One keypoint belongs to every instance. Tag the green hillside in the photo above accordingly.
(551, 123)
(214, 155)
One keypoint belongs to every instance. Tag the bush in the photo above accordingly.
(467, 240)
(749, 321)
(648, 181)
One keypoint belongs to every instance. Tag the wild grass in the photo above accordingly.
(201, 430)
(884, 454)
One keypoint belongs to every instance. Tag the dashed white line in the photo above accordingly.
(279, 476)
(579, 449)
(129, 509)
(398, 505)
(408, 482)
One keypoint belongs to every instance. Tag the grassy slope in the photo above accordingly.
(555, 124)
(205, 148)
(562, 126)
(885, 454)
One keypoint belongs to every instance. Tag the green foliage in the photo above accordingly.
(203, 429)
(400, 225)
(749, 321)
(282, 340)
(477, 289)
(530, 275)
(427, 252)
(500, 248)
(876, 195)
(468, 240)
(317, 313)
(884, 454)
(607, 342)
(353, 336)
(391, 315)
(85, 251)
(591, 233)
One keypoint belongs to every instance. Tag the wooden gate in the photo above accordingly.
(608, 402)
----------
→ What the task asks
Please rewrite all the records above as a two-column CSV with the header row "instruction,keypoints" and one row per request: the request text under instruction and its answer under keypoints. Enclose each field in double quotes and replace any line breaks inside a field with spaces.

→ Answer to this exercise
instruction,keypoints
"One keypoint belongs to every instance. Tag the green hillside in the photo above accordingly.","(551, 123) (214, 155)"
"One keypoint belongs to every instance. Tag the bush in the photo above accordingly.","(467, 240) (749, 321) (648, 181)"
"One keypoint belongs to every instance. Tag the wild grass in the photo above accordingly.","(201, 430) (884, 454)"
"One keypoint belongs to every instance. Tag the dashed white line in the photo above accordingly.","(279, 476) (579, 449) (129, 509) (398, 505) (408, 482)"
"One keypoint belongs to every instance. Tag the grassy slope in the photo above accordingly.","(555, 124) (205, 148) (562, 126) (885, 454)"
"One keypoint belongs to every instance. Tag the green foliage in the photo above accordingly.","(203, 429) (400, 225) (749, 321) (282, 340) (477, 289) (530, 275) (427, 252) (500, 248) (876, 195) (468, 240) (317, 313) (884, 454) (607, 342) (353, 336) (391, 315) (85, 251) (591, 233)"
"One keypoint belongs to every instance. Tag the wooden gate in the photo above accordingly.","(608, 402)"